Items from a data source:
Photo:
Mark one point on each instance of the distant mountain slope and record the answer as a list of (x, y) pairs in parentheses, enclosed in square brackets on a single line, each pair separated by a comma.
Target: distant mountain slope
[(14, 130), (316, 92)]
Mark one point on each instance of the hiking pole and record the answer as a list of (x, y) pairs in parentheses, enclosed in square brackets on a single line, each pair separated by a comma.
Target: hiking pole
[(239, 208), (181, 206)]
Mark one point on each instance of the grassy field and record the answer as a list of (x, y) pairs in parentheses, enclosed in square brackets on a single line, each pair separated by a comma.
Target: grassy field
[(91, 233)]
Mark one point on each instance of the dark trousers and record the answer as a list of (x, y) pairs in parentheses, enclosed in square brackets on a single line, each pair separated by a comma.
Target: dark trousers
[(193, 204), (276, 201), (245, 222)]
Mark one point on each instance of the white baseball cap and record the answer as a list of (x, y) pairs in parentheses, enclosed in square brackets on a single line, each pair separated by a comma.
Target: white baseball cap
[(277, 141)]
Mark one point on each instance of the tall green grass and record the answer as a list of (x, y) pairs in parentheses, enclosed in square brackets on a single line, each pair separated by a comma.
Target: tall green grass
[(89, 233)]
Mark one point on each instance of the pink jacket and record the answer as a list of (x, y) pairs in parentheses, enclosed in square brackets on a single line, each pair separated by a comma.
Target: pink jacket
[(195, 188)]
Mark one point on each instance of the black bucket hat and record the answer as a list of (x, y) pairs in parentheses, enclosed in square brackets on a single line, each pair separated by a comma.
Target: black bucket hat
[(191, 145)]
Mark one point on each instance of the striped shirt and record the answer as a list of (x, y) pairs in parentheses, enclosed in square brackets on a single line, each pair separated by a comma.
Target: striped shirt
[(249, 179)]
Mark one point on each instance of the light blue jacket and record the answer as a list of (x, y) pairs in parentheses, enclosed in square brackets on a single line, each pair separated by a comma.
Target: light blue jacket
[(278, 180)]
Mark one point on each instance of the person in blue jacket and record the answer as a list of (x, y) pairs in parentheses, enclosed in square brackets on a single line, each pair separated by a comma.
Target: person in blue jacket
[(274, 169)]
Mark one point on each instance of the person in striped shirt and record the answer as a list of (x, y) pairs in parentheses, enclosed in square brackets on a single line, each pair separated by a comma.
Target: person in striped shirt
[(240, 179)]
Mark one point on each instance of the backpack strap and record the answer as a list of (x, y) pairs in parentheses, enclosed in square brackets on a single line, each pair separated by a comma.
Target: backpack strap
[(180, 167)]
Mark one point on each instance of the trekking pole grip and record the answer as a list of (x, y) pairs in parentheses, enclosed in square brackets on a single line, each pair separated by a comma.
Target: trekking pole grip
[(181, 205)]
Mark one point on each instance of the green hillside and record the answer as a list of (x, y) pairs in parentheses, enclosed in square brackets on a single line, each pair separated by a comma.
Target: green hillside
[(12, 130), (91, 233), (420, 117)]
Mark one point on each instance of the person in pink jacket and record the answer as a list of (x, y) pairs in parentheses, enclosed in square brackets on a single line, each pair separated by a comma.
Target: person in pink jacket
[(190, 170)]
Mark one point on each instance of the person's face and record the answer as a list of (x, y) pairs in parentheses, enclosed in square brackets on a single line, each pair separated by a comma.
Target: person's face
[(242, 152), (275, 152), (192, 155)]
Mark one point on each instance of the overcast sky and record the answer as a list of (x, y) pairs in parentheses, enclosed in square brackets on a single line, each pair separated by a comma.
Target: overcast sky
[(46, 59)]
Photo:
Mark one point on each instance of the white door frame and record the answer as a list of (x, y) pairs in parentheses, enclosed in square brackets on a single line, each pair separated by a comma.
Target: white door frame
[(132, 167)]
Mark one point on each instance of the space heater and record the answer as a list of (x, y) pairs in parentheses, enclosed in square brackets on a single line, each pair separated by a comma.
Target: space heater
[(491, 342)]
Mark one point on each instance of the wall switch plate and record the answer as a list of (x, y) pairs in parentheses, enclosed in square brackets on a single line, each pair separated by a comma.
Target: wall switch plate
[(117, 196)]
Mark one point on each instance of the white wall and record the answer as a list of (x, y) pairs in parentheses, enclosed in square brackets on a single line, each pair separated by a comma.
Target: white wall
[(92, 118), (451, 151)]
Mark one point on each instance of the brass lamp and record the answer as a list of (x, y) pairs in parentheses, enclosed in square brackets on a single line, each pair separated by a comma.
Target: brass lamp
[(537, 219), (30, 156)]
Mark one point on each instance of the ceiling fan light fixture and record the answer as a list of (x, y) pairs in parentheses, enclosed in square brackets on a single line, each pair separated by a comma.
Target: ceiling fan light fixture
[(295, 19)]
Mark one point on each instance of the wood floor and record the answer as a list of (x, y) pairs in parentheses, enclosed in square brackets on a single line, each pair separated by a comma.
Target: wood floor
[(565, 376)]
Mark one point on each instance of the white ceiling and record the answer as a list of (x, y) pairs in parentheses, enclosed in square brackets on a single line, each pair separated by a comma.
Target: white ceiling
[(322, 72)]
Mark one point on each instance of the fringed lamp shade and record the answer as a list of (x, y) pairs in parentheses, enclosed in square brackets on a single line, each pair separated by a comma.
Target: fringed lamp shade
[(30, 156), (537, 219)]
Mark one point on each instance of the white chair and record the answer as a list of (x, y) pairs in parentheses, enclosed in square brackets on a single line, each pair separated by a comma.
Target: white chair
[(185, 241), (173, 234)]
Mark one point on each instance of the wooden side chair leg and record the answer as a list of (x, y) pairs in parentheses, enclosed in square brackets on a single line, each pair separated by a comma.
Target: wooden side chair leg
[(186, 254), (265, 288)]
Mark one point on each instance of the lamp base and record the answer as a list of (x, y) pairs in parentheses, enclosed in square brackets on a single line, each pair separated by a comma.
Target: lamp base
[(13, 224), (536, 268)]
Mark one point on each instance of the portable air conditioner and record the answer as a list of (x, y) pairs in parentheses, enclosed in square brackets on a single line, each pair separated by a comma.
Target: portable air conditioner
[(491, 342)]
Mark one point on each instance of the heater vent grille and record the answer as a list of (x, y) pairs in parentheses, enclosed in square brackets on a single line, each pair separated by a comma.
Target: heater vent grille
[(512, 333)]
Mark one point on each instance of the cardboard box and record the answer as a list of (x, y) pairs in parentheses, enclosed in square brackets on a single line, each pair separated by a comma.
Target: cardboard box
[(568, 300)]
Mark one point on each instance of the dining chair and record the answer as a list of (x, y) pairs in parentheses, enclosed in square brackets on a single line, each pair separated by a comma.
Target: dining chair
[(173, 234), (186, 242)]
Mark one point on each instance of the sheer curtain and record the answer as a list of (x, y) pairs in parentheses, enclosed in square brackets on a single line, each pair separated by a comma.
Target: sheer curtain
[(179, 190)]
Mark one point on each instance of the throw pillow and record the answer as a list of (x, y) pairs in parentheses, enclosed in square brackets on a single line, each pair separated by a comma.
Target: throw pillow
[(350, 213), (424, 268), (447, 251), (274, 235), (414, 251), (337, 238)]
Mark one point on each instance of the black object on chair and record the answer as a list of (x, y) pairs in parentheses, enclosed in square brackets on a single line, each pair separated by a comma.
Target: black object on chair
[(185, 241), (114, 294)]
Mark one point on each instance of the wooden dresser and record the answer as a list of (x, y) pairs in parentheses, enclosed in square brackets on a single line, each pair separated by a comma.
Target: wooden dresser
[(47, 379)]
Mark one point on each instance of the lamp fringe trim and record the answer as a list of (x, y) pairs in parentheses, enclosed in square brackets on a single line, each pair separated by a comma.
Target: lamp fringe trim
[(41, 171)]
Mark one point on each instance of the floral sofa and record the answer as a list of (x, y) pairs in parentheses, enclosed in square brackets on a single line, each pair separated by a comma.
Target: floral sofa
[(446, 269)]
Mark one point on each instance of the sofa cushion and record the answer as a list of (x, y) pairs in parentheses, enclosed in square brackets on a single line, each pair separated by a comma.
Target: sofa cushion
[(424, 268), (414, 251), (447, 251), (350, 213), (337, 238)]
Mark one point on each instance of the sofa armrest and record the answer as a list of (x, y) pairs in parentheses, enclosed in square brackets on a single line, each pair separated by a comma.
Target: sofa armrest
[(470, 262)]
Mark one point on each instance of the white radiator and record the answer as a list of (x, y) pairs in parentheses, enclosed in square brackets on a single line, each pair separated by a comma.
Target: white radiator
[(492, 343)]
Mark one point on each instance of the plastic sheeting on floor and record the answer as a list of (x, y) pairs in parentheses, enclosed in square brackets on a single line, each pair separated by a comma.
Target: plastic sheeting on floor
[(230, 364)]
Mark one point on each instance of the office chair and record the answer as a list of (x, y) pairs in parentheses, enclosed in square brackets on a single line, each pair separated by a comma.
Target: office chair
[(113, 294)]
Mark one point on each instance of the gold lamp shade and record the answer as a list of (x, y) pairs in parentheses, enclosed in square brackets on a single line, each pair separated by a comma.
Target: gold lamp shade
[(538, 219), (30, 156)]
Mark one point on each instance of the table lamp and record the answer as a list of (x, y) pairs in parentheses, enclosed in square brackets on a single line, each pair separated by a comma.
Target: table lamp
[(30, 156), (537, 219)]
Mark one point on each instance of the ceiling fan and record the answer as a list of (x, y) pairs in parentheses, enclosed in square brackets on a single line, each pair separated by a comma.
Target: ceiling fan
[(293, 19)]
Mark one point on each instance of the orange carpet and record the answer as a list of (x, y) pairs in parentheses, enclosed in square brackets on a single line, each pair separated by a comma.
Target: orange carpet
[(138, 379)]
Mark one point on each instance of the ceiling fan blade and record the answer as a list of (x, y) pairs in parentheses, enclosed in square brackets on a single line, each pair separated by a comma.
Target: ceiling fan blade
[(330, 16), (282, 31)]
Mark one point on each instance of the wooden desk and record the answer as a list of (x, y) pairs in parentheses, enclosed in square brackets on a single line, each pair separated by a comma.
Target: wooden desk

**What you should do**
Lines containing "desk": tally them across the records above and give the total alone.

**Problem solution**
2